**YOUR INSTRUCTIONS:**
Go through the data below and retype all of it exactly.
INPUT RECORDS: Begin
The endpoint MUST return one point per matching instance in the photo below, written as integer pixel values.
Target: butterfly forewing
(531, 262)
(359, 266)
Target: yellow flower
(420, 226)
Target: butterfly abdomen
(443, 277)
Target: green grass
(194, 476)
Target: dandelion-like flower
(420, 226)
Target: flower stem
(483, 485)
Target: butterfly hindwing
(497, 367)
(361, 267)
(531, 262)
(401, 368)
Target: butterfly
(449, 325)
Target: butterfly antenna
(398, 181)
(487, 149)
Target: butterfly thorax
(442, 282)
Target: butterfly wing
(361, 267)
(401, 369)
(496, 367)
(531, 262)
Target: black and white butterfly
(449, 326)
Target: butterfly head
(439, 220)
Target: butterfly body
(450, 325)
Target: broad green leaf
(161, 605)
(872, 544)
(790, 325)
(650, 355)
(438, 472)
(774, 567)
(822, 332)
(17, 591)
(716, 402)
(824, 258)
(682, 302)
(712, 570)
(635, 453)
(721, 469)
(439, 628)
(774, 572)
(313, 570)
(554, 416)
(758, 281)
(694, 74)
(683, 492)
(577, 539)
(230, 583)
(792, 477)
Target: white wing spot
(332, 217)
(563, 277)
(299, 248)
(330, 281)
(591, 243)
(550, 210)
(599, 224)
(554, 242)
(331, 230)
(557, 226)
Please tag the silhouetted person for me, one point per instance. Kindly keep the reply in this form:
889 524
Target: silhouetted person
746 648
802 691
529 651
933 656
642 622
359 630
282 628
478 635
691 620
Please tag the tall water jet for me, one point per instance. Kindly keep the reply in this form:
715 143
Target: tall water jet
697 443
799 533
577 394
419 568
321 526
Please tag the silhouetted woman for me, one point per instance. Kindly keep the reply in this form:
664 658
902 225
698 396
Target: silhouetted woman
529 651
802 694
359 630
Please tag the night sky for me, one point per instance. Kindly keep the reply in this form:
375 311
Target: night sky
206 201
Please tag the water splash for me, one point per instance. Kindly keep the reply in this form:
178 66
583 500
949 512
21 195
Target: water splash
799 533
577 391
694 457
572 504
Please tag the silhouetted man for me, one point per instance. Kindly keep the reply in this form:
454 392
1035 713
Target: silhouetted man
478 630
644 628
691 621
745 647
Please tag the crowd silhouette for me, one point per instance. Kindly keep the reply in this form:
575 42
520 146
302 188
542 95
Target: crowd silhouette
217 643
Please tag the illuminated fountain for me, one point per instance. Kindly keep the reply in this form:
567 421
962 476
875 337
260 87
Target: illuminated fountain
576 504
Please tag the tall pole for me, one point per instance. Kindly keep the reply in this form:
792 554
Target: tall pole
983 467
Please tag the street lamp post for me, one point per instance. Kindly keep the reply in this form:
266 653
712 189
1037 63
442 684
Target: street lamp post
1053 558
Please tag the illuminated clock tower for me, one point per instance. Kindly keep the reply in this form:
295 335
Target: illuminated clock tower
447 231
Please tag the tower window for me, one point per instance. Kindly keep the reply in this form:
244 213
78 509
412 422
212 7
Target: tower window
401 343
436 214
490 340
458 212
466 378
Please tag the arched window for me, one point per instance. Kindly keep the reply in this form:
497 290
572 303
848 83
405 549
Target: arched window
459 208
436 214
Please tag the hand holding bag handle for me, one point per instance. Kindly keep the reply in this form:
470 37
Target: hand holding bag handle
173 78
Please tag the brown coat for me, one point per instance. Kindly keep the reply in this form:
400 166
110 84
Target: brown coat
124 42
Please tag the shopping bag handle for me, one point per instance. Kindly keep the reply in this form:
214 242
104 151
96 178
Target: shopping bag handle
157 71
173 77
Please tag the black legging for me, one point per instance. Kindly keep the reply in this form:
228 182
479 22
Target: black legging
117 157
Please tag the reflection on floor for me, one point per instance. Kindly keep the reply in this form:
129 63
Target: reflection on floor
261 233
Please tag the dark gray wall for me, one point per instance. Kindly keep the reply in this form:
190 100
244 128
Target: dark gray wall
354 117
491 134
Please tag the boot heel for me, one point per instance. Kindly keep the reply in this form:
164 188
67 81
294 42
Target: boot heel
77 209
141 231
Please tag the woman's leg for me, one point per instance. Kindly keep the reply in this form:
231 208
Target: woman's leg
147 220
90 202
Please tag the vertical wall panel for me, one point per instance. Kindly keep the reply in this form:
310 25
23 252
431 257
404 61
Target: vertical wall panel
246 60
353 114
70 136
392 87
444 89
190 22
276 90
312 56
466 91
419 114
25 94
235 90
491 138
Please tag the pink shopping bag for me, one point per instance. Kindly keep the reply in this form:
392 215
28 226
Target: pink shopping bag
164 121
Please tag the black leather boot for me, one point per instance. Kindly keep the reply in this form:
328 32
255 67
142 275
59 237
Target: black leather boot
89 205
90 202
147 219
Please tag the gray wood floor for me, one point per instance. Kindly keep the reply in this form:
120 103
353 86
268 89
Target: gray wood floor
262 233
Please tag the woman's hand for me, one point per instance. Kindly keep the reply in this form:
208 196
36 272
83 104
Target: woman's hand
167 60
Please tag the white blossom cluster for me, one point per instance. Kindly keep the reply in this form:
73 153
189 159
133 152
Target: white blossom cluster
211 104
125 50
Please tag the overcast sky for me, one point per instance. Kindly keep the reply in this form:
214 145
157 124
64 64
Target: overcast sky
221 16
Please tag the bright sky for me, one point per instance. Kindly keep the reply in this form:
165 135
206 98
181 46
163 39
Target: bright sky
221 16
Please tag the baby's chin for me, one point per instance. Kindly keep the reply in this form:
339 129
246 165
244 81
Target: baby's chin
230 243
INPUT RECORDS: End
**ANSWER TO THIS TASK:**
The endpoint MUST return one point per matching instance in the photo below, written as integer pixel values.
Target: butterfly forewing
(531, 262)
(359, 266)
Target: yellow flower
(420, 226)
Target: butterfly abdomen
(443, 277)
Target: green grass
(194, 476)
Target: dandelion-like flower
(420, 226)
Target: flower stem
(483, 485)
Target: butterfly hindwing
(497, 367)
(361, 267)
(531, 262)
(401, 368)
Target: butterfly
(449, 325)
Target: butterfly antenna
(398, 181)
(487, 149)
Target: butterfly thorax
(442, 282)
Target: butterfly wing
(361, 267)
(401, 369)
(496, 367)
(531, 262)
Target: black and white butterfly
(449, 326)
Target: butterfly head
(439, 220)
Target: butterfly body
(450, 325)
Target: broad green leaf
(161, 605)
(872, 544)
(790, 325)
(650, 355)
(438, 472)
(774, 567)
(822, 332)
(17, 591)
(716, 402)
(824, 258)
(682, 302)
(712, 570)
(635, 453)
(721, 469)
(439, 628)
(774, 572)
(313, 570)
(554, 416)
(758, 281)
(694, 74)
(683, 492)
(577, 539)
(230, 583)
(792, 477)
Target: white wing spot
(332, 217)
(563, 277)
(299, 248)
(330, 281)
(591, 243)
(550, 210)
(599, 224)
(554, 242)
(331, 230)
(557, 226)
Please tag the silhouetted person for me, one point per instance. Kindly keep the reply in this form:
889 524
Target: silhouetted person
746 648
802 691
529 651
933 656
642 622
359 630
282 628
478 635
691 620
Please tag the tall water jet for me, one point per instance. Kindly keep the reply in this form:
715 143
Target: tall water jet
697 443
799 533
577 394
419 568
321 526
Please tag the silhouetted woman for me, one point per instance. Kindly keep the reply in this form:
664 658
902 225
698 396
Target: silhouetted woman
529 651
802 694
359 630
Please tag the night sky for me, one point per instance. Kindly keep the reply in this form:
375 311
Target: night sky
206 201
Please tag the water splash for me, one point per instance. Kindly keep the reply in this form:
178 66
583 500
949 512
21 195
Target: water splash
799 533
577 391
694 457
572 504
Please tag the silhouetted man for me, one point per instance. Kindly keep the reply in this form:
454 392
1035 713
Target: silhouetted man
478 630
644 628
691 621
745 647
Please tag the crowd silhouette for me, one point per instance. Kindly keep the reply in this form:
575 42
520 146
302 188
542 95
Target: crowd silhouette
217 643
Please tag the illuminated fountain for me, one point per instance. Kindly keep the reply in this form:
567 421
962 476
875 337
260 87
Target: illuminated fountain
576 504
Please tag the tall pole for me, one point per instance. Kindly keep the reply in this form:
792 554
Target: tall pole
983 467
Please tag the street lamp post for me, one point per instance. Kindly keep the reply in this form:
266 653
712 189
1037 63
442 684
Target: street lamp post
1053 558
Please tag the illuminated clock tower for me, one point per instance. Kindly keep the reply in this form:
295 335
Target: illuminated clock tower
447 231
Please tag the tower window for me, one point per instance. Kindly keep the reply in this form:
244 213
78 509
412 422
212 7
Target: tower window
401 343
436 214
490 340
458 212
466 378
Please tag the arched window for me, one point per instance. Kindly keep the reply in this form:
497 290
572 303
848 83
405 549
Target: arched window
459 208
436 214
Please tag the hand holding bag handle for me, one point per instance. Kindly keep the reply in this form:
470 37
Target: hand holding bag handle
173 78
Please tag the brown coat for me, one point per instance. Kindly keep the reply in this form:
400 166
110 84
Target: brown coat
124 42
Please tag the shopping bag handle for me, one point per instance. Kindly keep the reply in this form:
214 242
104 151
96 178
Target: shopping bag handle
157 71
173 77
Please tag the black legging for me, one point per instance. Kindly keep the reply in this form:
228 182
479 22
Target: black legging
117 157
Please tag the reflection on floor for me, one point per instance. Kindly keep the reply in this form:
129 63
Target: reflection on floor
261 233
Please tag the dark gray wall for me, one point per instance. Kindly keep the reply in this form:
190 100
244 128
Target: dark gray wall
354 117
491 134
Please tag the boot heel for me, one point per instance. Kindly keep the reply in this form:
164 188
67 81
294 42
Target: boot heel
77 209
141 231
Please tag the woman's leg for me, one point per instance. Kindly keep the reply in this form:
231 208
Target: woman's leg
147 220
90 202
Please tag the vertical wall panel for me, one point per instance. Kindly keep the reply in this form:
310 25
23 252
431 257
404 61
Target: vertical wall panel
246 60
353 114
70 136
392 87
444 89
190 22
276 90
312 56
466 91
419 114
25 94
235 90
491 138
Please tag the pink shopping bag for me, one point per instance. Kindly keep the reply in this form:
392 215
28 226
Target: pink shopping bag
164 121
Please tag the black leather boot for me, one point per instance. Kindly keep the reply in this form:
328 32
255 67
142 275
59 237
Target: black leather boot
89 205
90 202
147 219
Please tag the gray wood floor for me, one point per instance. Kindly keep the reply in this form:
120 103
353 86
268 89
Target: gray wood floor
262 233
Please tag the woman's hand for me, one point per instance. Kindly keep the reply in this form:
208 196
36 272
83 104
Target: woman's hand
167 60
Please tag the white blossom cluster for me, one point per instance. Kindly keep the reply in this form:
73 153
189 159
133 152
Target: white blossom cluster
211 104
125 50
Please tag the overcast sky for me, one point per instance. Kindly keep the reply in this form:
214 145
157 124
64 64
Target: overcast sky
221 16
Please tag the bright sky for me, one point per instance. Kindly keep the reply in this form:
165 135
206 98
181 46
163 39
Target: bright sky
221 16
Please tag the baby's chin for me, one point per instance. Kindly keep the reply in this form:
339 129
246 165
244 81
Target: baby's chin
230 243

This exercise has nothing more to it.